The problem
Transcribe the entries below exactly, starting with the line that has "One point belongs on each instance of the white cloud." and stopping after the line that has "One point belongs on each instance of the ancient"; no pictures belong in the copy.

Point localization data
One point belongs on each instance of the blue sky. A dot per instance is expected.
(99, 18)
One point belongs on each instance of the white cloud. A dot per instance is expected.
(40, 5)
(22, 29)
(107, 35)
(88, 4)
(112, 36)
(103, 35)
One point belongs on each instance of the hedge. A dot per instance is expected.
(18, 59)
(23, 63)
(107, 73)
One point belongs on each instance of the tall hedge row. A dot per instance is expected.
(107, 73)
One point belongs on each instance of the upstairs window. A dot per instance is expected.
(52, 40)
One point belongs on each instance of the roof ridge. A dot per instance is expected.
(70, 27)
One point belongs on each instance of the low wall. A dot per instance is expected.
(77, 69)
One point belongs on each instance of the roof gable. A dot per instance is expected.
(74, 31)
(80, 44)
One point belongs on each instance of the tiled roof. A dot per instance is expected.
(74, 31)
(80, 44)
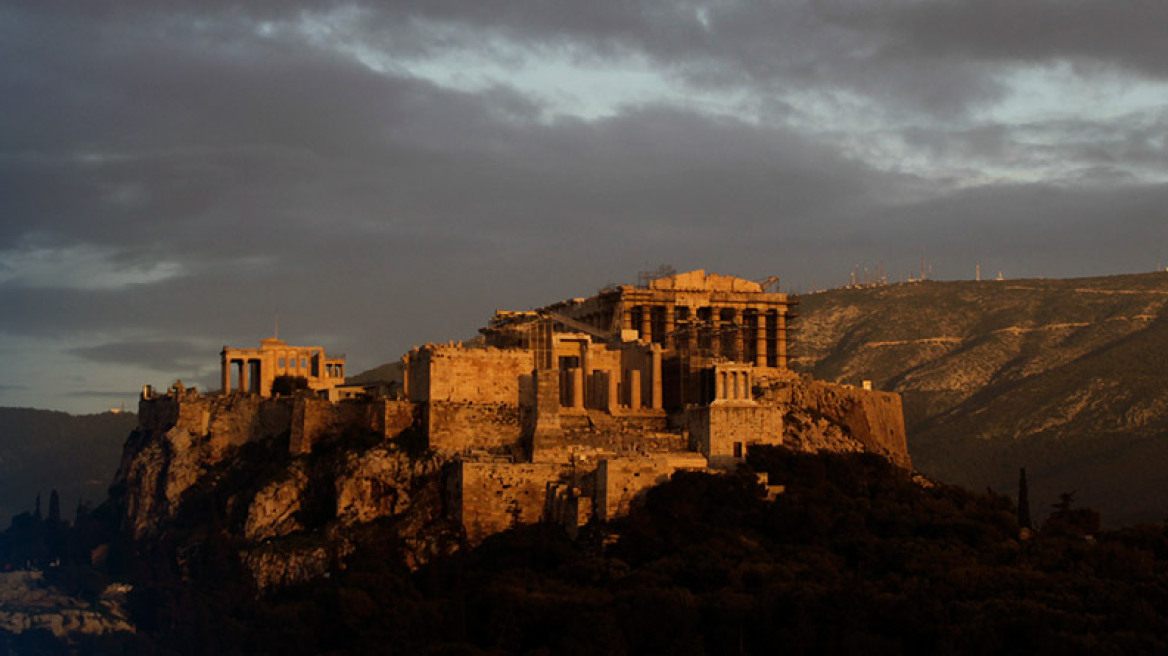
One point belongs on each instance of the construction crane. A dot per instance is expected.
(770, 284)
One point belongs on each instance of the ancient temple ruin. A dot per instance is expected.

...

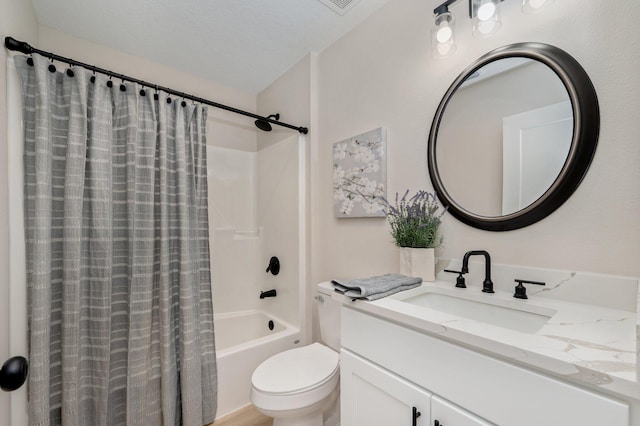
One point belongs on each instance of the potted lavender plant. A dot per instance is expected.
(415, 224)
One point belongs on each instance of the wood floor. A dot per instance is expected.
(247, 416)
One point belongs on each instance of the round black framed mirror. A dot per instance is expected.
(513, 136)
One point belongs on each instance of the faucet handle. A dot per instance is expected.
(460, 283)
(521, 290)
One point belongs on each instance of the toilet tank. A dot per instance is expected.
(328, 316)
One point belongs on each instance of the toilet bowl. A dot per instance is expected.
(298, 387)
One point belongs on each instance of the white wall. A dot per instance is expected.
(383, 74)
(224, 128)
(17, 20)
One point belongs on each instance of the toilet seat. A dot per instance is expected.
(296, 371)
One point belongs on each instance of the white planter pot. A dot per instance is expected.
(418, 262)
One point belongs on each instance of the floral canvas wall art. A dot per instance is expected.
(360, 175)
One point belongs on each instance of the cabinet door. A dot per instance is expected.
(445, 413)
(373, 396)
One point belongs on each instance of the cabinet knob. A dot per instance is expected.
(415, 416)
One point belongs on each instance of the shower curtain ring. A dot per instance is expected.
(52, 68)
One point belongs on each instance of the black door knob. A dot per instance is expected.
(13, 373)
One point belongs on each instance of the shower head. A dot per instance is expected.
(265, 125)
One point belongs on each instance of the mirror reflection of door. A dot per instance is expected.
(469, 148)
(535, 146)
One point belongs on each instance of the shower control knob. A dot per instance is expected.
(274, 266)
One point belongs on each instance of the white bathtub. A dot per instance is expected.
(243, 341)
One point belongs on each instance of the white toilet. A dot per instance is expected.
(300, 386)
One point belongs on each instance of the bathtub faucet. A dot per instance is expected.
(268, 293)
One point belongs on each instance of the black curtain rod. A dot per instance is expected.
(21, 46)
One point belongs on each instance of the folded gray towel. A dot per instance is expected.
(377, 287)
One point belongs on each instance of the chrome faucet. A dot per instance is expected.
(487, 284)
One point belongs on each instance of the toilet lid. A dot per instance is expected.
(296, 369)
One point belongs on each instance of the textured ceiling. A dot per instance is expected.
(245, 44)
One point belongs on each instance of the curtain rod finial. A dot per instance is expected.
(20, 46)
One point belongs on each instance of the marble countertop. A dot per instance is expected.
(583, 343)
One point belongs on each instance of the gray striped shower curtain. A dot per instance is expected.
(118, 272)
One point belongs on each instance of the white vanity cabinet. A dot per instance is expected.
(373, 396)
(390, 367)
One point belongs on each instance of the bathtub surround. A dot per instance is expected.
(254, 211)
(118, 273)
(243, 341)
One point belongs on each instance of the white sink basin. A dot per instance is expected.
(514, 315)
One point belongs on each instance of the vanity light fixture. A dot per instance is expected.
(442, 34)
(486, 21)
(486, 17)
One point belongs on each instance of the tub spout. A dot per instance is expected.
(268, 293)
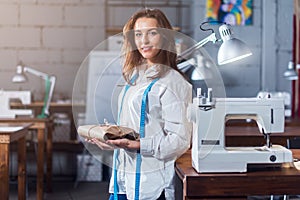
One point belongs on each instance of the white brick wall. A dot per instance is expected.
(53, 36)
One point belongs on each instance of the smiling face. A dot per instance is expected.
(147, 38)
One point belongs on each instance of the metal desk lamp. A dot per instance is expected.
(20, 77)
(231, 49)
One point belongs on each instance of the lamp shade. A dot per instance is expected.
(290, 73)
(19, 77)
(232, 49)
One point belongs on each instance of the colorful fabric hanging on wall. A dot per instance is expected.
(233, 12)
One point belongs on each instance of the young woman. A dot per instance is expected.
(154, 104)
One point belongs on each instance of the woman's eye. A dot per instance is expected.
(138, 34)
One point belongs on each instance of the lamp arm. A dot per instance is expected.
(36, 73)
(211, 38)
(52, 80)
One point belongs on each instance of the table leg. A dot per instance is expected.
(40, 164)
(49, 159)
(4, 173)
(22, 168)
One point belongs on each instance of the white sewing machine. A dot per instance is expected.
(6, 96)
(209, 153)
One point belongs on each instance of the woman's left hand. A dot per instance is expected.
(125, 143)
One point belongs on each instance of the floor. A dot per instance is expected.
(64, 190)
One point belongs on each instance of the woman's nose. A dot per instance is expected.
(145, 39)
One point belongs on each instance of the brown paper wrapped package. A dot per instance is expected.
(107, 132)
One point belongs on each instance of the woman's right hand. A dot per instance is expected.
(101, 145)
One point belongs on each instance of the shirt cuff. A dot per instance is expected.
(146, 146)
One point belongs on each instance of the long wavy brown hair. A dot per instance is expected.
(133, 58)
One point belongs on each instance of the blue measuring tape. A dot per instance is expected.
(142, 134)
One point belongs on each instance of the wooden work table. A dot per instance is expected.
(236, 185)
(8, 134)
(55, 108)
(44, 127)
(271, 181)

==

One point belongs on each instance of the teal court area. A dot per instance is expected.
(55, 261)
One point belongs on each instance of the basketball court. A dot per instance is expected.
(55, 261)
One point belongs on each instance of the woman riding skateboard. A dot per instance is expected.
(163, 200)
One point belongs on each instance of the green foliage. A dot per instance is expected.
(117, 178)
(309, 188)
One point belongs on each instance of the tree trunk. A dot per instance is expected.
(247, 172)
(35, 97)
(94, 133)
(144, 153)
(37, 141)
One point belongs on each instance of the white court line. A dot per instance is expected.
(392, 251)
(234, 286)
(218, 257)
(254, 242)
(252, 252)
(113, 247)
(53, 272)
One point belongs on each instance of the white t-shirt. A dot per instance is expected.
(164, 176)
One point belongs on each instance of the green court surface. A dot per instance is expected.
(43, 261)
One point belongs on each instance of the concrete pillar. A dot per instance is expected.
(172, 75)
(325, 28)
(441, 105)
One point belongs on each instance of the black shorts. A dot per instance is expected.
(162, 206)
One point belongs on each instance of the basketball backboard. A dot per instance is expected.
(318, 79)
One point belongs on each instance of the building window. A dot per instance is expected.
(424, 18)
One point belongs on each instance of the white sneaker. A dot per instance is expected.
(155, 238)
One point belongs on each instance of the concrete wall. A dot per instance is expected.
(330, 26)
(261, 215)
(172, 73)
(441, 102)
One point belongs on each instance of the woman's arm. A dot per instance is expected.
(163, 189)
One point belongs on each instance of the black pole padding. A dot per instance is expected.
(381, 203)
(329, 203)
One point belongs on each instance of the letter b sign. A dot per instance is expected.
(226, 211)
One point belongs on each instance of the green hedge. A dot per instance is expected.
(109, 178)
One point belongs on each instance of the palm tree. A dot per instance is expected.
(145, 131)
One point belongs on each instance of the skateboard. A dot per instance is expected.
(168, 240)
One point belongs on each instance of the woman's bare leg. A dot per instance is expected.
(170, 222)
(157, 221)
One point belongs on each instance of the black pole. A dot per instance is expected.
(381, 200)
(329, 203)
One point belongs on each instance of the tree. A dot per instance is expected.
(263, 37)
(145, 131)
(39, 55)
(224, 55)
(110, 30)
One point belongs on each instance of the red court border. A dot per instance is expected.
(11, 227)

Response area
One point belongs on each instance of the white cloud. A dot per instance is expected.
(40, 5)
(22, 29)
(107, 35)
(88, 4)
(112, 36)
(103, 35)
One point belongs on each instance of the hedge. A dot per instance is expected.
(18, 59)
(23, 63)
(107, 73)
One point belongs on each instance of the tall hedge row. A dot per instance is expected.
(107, 73)
One point belongs on each instance of the upstairs window. A dot per instance is expected.
(52, 40)
One point belongs on each instance of the roof ridge. A dot per instance is expected.
(70, 27)
One point belongs on each instance of the low wall. A dot per instance is expected.
(77, 69)
One point belongs on each instance of the roof gable. A dot per instance is expected.
(74, 31)
(80, 44)
One point belongs on each instance of the tiled roof. A dot per instance is expected.
(74, 31)
(80, 44)
One point belongs on each instance of the construction crane. A dot per instance is expected.
(770, 284)
One point belongs on each instance of the ancient temple ruin. A dot per instance is expected.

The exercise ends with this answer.